1953 American single-person helicopter

The Hiller ROE Rotorcycle is a single-seat ultralight helicopter designed in 1953 for a military requirement. A total of 12 were produced for the United States Marine Corps. And in 1954, the Hiller Helicopters was selected by the US Navy's Bureau of Aeronautics to build this design of a one-man, foldable, self-rescue and observation helicopter. It featured a two-blade rotor system. Its original empty weight was 290 lb.

==Development==
The helicopter folded up and could be carried on a sled-like carrier by two people or could be air-dropped to pilots trapped behind enemy lines. The Marines did not accept the YROE due to its low performance, vulnerability to small-arms fire and the lack of visual references on the structure. This problem could cause the pilot to experience spatial disorientation at all but very low altitudes. The YROE or ROE never saw military service.

In 1954, the United States Navy′s Bureau of Aeronautics selected Hiller to build its proposed design of a one-man helicopter. The XROE Rotocycle completed flight testing in mid-1957.
##########
Quote the Rotorcycle passage between "The Hiller ROE" and "was 290 lb.", inclusive. Rely only on the Rotorcycle passage above.
##########
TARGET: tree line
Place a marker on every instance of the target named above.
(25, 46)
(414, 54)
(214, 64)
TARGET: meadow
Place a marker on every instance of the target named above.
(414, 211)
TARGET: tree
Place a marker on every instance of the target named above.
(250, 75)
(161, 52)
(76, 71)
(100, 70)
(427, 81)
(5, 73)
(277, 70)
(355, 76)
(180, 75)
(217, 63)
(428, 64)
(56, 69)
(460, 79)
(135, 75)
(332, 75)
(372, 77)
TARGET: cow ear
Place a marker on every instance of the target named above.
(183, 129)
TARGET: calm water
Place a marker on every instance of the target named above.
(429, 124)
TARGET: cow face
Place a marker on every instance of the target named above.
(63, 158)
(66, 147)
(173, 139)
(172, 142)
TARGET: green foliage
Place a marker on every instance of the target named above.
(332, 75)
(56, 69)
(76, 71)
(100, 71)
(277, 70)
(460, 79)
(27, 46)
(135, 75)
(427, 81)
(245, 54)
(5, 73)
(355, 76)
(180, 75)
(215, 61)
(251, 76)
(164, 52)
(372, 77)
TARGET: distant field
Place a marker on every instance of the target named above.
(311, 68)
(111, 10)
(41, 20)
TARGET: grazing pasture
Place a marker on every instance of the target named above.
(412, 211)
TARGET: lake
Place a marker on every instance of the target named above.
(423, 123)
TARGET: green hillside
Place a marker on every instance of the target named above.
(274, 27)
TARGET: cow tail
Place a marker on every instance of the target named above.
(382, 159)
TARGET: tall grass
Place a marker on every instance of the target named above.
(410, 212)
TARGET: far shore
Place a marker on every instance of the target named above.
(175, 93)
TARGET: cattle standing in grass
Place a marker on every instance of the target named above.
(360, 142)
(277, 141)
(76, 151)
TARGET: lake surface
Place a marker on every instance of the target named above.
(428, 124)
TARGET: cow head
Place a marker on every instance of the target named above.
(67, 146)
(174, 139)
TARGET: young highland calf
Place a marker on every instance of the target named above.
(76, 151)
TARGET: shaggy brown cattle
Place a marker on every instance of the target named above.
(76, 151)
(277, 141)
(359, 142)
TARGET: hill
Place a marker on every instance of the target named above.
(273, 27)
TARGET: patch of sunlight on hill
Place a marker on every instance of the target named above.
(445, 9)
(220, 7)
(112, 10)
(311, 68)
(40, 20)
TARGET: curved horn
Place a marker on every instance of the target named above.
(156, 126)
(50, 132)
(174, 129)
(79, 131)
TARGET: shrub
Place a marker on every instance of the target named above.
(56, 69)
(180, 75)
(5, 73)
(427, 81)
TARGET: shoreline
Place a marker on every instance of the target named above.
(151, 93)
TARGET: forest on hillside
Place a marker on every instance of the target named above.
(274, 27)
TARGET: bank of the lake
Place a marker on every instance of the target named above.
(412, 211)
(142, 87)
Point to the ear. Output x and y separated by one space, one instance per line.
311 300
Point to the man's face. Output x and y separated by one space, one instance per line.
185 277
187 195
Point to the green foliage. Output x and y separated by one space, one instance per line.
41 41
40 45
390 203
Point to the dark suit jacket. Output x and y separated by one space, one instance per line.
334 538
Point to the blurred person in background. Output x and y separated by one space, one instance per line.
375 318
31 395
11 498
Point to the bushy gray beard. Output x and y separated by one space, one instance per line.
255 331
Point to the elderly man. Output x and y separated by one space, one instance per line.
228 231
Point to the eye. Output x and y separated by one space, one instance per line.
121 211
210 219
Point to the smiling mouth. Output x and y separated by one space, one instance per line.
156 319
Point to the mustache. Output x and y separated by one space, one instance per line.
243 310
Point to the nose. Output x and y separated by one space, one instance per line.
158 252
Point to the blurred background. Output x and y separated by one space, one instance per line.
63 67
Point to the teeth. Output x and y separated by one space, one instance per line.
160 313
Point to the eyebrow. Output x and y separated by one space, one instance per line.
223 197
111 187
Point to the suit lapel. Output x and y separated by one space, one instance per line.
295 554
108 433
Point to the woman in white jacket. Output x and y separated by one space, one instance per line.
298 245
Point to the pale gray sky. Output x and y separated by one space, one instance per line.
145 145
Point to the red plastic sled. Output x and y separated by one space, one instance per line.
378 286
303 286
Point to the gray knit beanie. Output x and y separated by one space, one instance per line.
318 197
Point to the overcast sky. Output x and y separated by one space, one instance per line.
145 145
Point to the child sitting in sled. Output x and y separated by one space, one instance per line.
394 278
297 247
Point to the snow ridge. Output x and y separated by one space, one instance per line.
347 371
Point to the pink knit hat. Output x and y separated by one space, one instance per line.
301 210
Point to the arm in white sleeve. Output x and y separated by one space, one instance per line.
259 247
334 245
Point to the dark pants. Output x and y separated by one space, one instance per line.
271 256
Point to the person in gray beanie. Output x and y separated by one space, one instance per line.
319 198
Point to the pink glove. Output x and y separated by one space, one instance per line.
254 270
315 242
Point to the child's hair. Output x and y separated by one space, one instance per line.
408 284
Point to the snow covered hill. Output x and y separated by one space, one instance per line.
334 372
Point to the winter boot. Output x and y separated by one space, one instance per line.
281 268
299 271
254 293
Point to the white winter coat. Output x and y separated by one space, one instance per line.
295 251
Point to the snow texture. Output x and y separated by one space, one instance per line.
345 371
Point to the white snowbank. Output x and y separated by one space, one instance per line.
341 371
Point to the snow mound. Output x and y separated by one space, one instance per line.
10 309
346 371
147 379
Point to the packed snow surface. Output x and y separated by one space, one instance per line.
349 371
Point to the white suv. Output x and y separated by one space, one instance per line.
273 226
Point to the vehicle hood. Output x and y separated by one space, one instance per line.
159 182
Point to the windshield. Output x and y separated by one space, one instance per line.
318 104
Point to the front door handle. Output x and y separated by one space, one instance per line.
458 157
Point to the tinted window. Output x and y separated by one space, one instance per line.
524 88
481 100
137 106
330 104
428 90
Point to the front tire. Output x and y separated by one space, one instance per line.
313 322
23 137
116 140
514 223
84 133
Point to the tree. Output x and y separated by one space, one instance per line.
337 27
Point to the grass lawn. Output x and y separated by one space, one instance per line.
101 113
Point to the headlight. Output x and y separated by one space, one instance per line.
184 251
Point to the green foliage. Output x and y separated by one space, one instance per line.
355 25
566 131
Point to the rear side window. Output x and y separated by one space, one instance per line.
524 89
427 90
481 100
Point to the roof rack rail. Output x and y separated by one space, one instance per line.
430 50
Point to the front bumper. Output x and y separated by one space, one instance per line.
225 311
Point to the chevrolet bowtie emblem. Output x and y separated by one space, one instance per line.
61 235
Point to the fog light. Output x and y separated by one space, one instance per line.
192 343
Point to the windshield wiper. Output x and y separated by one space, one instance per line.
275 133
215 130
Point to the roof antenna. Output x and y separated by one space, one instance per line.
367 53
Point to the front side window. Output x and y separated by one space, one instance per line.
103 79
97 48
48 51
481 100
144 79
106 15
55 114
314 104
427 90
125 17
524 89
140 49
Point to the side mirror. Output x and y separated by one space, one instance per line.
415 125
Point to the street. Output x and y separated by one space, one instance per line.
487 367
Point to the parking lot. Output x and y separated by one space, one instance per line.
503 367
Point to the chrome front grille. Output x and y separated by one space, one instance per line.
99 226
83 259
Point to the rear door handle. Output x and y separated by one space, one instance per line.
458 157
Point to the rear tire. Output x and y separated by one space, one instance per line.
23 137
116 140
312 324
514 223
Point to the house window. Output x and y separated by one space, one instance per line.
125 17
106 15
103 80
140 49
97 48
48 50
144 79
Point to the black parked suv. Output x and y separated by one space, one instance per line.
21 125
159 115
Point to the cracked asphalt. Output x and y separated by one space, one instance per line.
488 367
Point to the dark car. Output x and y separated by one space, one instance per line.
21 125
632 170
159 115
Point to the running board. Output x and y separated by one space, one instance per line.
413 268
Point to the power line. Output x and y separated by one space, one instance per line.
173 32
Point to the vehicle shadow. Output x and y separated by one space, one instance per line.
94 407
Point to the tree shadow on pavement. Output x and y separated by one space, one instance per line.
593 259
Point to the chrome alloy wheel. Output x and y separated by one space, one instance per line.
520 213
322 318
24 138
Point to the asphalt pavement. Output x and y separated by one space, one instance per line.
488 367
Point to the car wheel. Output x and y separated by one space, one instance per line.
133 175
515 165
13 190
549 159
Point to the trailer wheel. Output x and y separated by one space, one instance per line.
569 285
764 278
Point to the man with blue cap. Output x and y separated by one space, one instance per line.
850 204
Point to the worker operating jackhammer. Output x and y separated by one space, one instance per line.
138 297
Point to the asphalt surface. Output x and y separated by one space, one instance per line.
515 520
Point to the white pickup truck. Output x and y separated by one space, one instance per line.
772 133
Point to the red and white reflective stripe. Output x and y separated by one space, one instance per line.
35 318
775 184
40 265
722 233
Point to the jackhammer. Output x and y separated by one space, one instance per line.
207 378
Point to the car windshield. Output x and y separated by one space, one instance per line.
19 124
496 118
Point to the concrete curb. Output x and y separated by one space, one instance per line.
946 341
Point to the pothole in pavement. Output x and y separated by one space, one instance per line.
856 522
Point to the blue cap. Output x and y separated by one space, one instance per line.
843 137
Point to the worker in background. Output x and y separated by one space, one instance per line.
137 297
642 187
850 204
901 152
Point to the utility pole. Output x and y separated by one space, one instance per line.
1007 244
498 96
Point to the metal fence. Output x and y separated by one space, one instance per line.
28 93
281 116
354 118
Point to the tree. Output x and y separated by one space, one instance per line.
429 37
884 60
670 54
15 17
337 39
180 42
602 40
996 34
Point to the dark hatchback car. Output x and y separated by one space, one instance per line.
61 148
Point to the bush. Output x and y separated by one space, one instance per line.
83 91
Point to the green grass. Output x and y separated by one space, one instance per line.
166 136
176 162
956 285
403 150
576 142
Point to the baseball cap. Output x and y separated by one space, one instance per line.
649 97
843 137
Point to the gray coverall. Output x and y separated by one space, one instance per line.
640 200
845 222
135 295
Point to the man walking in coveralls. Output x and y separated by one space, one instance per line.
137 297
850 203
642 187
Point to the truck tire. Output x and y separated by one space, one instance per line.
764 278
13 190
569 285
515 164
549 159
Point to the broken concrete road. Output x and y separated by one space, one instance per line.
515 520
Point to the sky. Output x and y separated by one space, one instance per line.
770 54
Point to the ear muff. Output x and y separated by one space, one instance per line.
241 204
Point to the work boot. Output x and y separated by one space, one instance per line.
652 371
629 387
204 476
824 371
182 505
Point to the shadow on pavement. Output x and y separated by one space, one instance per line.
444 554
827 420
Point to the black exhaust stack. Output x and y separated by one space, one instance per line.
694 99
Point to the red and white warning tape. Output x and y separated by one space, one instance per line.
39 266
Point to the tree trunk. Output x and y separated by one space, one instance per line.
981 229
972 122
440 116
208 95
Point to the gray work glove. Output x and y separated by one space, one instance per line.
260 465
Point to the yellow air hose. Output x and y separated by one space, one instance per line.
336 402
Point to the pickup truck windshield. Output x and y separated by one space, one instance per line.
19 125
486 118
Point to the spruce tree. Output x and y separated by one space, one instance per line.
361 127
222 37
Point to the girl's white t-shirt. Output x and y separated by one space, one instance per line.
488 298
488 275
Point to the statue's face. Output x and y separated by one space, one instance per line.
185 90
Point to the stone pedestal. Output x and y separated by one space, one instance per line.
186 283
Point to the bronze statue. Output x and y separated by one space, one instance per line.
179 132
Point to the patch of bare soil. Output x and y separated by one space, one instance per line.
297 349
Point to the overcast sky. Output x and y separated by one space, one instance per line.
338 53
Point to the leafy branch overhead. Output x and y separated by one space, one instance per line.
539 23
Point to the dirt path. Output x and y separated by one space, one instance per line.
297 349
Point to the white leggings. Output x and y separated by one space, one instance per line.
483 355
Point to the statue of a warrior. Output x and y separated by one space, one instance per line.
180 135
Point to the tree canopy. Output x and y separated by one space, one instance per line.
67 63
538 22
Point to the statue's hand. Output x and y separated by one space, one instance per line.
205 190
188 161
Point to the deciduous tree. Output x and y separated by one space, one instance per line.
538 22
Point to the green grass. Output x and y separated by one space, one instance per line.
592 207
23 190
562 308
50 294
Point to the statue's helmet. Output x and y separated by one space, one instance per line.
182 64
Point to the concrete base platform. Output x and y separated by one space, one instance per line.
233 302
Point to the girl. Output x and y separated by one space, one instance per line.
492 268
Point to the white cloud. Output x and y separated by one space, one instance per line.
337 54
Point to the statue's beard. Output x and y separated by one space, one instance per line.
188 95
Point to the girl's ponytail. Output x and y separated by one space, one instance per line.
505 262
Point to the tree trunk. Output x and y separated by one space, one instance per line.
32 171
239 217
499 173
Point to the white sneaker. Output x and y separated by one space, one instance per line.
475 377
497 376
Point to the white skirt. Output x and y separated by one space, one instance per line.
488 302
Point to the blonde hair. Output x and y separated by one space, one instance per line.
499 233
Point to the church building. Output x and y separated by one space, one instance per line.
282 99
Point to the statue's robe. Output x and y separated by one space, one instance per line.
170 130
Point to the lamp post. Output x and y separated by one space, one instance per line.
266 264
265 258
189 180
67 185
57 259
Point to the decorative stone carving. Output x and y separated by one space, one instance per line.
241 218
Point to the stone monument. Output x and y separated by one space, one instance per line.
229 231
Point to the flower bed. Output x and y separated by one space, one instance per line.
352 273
##########
Task output:
The Hiller ROE Rotorcycle is a single-seat ultralight helicopter designed in 1953 for a military requirement. A total of 12 were produced for the United States Marine Corps. And in 1954, the Hiller Helicopters was selected by the US Navy's Bureau of Aeronautics to build this design of a one-man, foldable, self-rescue and observation helicopter. It featured a two-blade rotor system. Its original empty weight was 290 lb.